:: Source data ::

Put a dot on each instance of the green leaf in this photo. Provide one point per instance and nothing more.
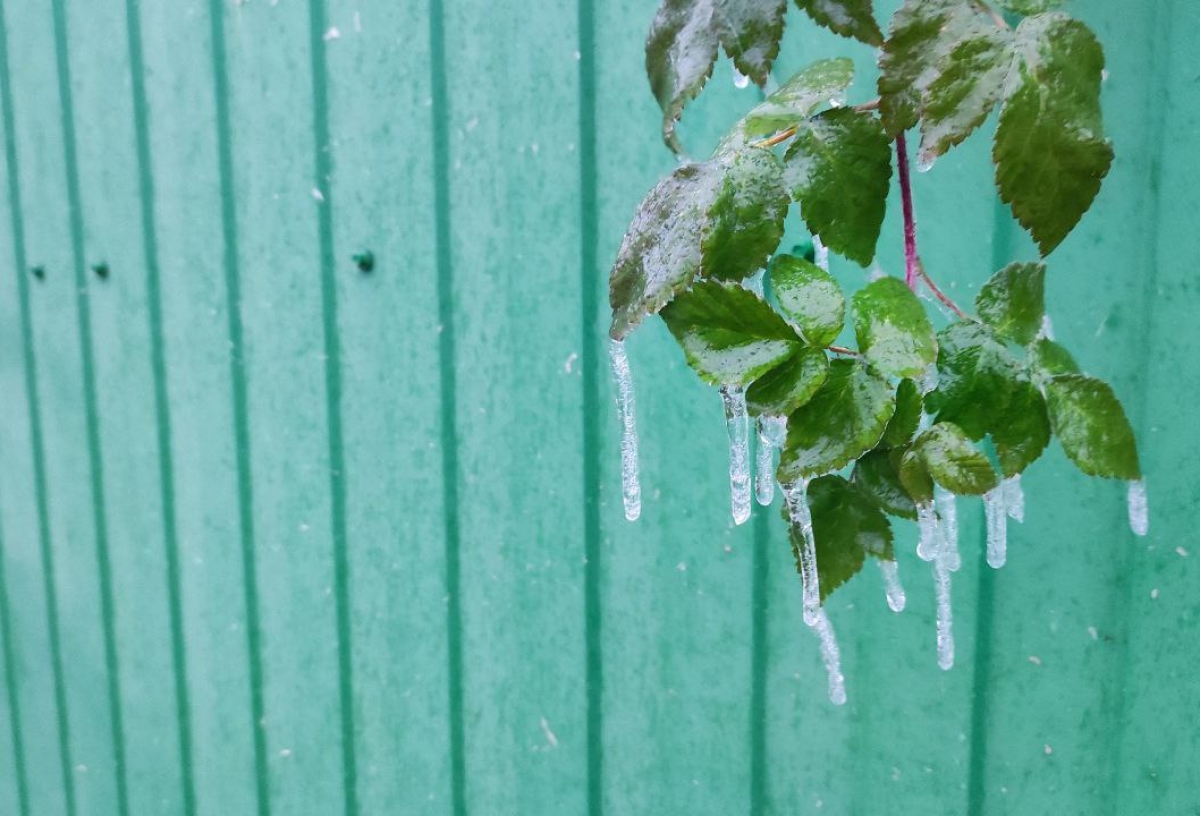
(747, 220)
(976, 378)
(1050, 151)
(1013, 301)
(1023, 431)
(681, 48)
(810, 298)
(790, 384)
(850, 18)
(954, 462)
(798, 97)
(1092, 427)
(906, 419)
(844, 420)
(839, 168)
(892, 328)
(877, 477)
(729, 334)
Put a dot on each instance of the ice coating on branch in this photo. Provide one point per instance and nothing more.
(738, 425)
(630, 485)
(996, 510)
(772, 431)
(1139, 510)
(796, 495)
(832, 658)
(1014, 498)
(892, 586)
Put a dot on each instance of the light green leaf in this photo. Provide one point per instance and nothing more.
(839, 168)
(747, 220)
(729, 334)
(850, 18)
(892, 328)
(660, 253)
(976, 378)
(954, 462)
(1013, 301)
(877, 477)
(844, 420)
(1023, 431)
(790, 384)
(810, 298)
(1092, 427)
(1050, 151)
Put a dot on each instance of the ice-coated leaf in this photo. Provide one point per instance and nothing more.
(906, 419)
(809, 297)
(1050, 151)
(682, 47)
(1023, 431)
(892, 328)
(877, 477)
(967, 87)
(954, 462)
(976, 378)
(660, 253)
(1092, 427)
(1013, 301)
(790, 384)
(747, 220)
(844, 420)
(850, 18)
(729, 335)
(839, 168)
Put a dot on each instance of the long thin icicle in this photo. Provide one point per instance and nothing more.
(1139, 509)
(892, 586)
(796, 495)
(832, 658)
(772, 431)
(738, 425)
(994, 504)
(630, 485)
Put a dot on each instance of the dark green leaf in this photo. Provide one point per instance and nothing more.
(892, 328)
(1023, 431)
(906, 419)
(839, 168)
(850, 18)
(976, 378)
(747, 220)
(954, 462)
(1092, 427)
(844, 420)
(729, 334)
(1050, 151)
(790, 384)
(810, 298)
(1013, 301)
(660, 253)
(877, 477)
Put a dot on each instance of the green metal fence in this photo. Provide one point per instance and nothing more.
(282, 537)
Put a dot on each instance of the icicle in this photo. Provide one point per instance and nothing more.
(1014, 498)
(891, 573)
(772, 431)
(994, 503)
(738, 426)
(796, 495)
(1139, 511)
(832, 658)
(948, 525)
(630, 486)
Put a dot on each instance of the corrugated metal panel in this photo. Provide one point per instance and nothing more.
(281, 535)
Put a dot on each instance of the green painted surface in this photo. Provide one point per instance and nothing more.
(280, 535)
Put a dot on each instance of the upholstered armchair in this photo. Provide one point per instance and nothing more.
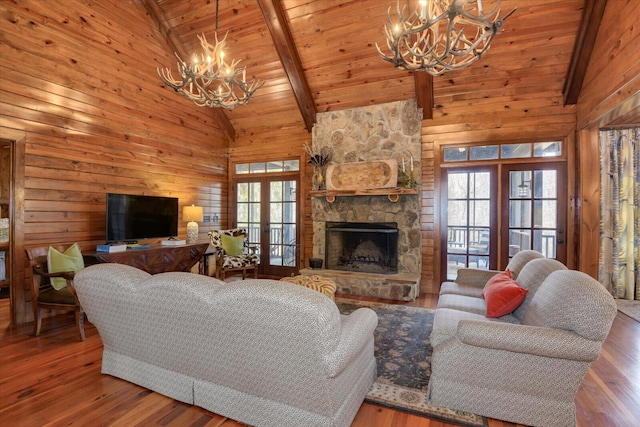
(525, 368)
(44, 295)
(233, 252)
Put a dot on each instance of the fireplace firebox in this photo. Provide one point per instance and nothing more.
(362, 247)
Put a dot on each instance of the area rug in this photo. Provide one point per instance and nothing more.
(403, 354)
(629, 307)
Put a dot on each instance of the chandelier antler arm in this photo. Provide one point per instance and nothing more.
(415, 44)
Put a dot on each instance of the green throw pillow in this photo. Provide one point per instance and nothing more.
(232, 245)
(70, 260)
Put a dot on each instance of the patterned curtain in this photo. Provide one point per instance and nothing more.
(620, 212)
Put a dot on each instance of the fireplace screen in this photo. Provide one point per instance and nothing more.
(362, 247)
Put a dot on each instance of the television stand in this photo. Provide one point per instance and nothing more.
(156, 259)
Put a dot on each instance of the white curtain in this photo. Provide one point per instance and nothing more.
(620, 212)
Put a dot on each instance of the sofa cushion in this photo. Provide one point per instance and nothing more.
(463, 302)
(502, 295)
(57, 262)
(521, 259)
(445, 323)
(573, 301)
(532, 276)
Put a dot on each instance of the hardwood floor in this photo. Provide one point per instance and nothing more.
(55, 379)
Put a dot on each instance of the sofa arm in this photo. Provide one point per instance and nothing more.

:::
:: Source data ::

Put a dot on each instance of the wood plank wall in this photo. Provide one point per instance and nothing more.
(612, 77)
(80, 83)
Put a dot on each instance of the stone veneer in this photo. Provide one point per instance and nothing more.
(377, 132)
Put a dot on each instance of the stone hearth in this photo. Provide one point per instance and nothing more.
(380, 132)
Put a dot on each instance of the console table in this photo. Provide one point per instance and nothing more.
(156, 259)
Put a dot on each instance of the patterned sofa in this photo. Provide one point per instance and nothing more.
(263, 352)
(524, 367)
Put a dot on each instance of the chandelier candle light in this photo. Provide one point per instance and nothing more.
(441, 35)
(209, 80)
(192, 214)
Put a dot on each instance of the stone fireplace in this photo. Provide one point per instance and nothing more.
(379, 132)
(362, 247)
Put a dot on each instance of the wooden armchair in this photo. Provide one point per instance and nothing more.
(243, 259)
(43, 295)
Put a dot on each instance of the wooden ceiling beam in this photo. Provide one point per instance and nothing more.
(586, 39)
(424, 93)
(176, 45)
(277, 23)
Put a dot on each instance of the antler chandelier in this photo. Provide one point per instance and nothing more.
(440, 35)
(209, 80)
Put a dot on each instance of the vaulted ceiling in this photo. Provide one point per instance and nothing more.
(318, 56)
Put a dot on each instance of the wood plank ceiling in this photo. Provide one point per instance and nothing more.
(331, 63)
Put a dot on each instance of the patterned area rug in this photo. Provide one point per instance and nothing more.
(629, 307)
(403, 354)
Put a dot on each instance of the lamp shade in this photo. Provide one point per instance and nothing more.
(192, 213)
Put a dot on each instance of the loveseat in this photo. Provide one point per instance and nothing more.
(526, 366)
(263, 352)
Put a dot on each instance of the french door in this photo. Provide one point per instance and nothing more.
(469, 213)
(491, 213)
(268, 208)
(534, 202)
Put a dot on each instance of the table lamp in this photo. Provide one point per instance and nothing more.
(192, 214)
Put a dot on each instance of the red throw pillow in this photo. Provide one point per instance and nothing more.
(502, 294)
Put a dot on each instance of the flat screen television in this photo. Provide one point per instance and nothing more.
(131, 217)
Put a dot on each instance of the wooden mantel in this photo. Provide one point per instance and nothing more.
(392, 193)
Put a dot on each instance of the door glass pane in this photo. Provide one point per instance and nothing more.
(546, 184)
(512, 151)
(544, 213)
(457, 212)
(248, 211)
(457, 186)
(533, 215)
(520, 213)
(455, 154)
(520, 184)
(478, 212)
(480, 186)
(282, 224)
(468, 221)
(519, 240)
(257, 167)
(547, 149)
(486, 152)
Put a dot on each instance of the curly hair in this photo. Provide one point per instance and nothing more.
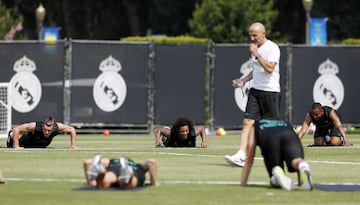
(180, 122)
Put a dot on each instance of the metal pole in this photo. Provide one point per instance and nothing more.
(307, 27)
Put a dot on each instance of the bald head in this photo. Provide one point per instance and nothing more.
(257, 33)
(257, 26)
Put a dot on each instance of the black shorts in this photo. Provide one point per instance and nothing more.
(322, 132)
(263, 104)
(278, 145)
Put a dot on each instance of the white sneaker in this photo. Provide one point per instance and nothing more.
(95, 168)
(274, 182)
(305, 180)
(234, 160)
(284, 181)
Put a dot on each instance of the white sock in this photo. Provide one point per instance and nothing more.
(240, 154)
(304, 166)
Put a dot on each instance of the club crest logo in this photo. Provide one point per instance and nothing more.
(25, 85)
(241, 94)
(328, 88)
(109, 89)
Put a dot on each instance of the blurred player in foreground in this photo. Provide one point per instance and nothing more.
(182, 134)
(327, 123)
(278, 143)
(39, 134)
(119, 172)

:::

Work required → How many lines above contain the string "lamp" with matching case? Give only the number.

Task result → 2